● **Exercise details**:
Copy out each line from the items below that contains the word "backpack".

● **Entries provided**:

********************

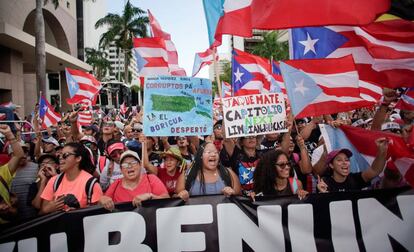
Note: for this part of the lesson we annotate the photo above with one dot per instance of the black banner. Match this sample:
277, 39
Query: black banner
381, 220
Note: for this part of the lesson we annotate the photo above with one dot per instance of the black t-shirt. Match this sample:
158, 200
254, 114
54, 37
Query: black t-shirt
354, 182
243, 165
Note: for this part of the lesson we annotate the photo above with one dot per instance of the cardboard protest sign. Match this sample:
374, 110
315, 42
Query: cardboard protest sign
253, 115
177, 106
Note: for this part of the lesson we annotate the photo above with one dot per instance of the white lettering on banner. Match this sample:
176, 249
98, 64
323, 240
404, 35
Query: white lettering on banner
235, 226
343, 227
300, 224
169, 222
131, 226
29, 245
7, 247
378, 223
58, 242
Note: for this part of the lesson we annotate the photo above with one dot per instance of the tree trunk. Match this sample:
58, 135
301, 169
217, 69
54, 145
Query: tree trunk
40, 48
126, 64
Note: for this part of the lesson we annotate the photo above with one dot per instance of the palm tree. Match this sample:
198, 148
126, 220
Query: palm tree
122, 30
271, 48
97, 59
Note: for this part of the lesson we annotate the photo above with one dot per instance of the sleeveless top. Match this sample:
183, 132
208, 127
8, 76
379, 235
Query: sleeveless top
210, 188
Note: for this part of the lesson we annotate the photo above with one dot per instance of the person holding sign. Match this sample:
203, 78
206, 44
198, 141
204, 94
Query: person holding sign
207, 176
273, 176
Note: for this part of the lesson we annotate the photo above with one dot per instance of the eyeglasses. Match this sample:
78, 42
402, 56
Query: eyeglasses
66, 155
283, 165
217, 127
128, 165
41, 165
210, 152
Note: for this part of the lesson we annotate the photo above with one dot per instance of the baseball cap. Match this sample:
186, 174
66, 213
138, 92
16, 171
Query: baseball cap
390, 126
88, 139
334, 153
51, 140
47, 155
173, 152
115, 146
129, 153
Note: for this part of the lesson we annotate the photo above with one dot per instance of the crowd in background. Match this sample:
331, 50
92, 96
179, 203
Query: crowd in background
110, 161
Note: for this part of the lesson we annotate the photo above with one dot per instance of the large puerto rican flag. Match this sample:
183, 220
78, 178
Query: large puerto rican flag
282, 14
82, 86
251, 74
227, 17
203, 59
47, 114
322, 86
152, 56
383, 51
175, 69
362, 144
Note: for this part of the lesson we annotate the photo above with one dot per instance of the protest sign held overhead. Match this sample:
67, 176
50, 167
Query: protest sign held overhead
253, 115
177, 106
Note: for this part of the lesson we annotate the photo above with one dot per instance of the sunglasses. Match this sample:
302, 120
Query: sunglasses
66, 155
283, 165
128, 165
217, 127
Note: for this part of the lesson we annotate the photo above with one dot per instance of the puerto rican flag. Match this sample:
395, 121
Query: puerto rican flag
227, 17
47, 114
82, 86
226, 89
362, 144
203, 59
383, 51
123, 108
406, 101
85, 118
322, 86
282, 14
175, 69
152, 56
251, 74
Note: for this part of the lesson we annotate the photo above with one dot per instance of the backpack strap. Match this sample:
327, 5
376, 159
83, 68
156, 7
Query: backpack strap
101, 163
57, 182
293, 184
89, 189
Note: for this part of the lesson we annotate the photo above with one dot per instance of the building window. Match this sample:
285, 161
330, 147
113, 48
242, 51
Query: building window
53, 81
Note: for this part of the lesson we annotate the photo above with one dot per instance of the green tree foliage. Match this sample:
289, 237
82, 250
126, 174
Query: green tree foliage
122, 30
97, 59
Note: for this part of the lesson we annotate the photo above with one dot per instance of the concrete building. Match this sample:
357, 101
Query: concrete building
17, 51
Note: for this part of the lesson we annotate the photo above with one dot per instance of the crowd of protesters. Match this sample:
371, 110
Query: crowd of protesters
110, 161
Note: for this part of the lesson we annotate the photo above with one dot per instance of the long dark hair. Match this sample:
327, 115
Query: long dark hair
264, 176
196, 168
81, 151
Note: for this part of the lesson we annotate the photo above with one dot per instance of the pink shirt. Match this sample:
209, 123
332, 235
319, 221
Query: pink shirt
147, 184
75, 187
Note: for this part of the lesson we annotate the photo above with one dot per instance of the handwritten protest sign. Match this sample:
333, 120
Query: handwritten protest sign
177, 106
253, 115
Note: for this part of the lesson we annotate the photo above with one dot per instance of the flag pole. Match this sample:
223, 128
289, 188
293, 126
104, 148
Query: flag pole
216, 71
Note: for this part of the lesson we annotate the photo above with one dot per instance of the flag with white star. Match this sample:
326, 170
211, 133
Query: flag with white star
251, 74
322, 86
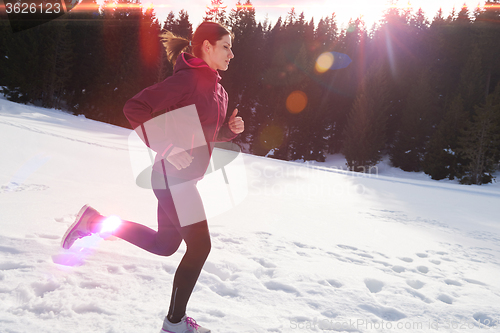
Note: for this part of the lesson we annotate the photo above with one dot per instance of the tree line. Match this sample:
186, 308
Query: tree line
425, 93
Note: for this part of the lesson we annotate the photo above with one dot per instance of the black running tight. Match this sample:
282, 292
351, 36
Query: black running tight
166, 241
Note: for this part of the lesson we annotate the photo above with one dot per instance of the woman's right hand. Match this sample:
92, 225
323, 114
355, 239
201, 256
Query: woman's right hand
179, 158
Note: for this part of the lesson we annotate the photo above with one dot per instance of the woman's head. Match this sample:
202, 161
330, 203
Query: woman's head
211, 42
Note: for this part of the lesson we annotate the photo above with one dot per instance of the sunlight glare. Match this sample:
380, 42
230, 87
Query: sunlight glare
296, 101
324, 62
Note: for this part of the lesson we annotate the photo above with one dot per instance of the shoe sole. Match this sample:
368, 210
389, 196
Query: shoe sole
73, 226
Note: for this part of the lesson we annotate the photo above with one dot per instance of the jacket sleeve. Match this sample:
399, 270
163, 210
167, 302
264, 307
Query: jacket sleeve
225, 134
140, 109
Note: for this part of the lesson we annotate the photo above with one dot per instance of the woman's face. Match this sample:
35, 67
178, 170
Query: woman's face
218, 56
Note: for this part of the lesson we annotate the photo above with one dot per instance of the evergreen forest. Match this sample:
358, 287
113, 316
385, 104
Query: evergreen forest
425, 92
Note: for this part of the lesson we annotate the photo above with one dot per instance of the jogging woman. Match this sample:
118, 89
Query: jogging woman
195, 83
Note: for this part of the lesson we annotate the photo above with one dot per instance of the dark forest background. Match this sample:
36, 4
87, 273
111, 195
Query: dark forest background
425, 93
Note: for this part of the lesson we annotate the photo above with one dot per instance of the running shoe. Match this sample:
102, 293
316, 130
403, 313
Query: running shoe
80, 228
186, 325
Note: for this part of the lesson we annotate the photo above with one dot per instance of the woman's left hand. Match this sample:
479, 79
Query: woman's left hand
236, 124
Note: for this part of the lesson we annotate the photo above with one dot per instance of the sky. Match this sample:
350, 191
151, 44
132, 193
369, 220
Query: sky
370, 10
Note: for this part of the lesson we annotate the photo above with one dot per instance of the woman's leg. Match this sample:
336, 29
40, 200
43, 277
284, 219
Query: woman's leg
195, 235
164, 242
197, 238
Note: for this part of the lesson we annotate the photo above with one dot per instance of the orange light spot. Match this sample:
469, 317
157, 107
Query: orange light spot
296, 101
324, 62
271, 137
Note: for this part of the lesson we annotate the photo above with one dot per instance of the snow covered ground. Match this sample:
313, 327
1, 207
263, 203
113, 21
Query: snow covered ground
312, 248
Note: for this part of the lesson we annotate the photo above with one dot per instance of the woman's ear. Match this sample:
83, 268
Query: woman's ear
206, 45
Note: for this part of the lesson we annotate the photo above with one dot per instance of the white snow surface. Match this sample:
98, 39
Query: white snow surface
312, 248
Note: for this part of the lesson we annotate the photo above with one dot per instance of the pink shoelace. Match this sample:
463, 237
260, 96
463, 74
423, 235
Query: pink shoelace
191, 322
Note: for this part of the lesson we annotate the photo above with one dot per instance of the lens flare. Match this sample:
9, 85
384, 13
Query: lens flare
271, 137
296, 101
324, 62
109, 225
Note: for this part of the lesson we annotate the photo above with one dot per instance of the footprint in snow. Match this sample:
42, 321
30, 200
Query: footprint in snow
419, 295
484, 319
373, 285
8, 249
347, 247
406, 259
475, 282
452, 282
278, 286
415, 284
398, 269
384, 313
331, 282
445, 299
423, 269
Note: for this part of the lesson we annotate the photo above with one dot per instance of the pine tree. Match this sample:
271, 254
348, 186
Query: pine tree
441, 159
364, 135
417, 120
216, 13
480, 142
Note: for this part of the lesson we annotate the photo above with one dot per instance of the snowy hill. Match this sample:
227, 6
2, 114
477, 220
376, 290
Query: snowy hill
312, 246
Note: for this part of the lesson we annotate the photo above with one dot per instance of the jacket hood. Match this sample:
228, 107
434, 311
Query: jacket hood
187, 61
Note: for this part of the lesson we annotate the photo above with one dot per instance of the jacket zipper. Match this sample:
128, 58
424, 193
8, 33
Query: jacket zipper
218, 110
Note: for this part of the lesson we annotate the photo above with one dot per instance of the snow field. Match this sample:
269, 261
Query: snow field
312, 248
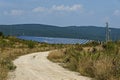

********************

● **Final answer**:
Note: for this part of the lesson we annotate the photo above with one dot per instance of the backpack strap. Match this sample:
Query: backpack strap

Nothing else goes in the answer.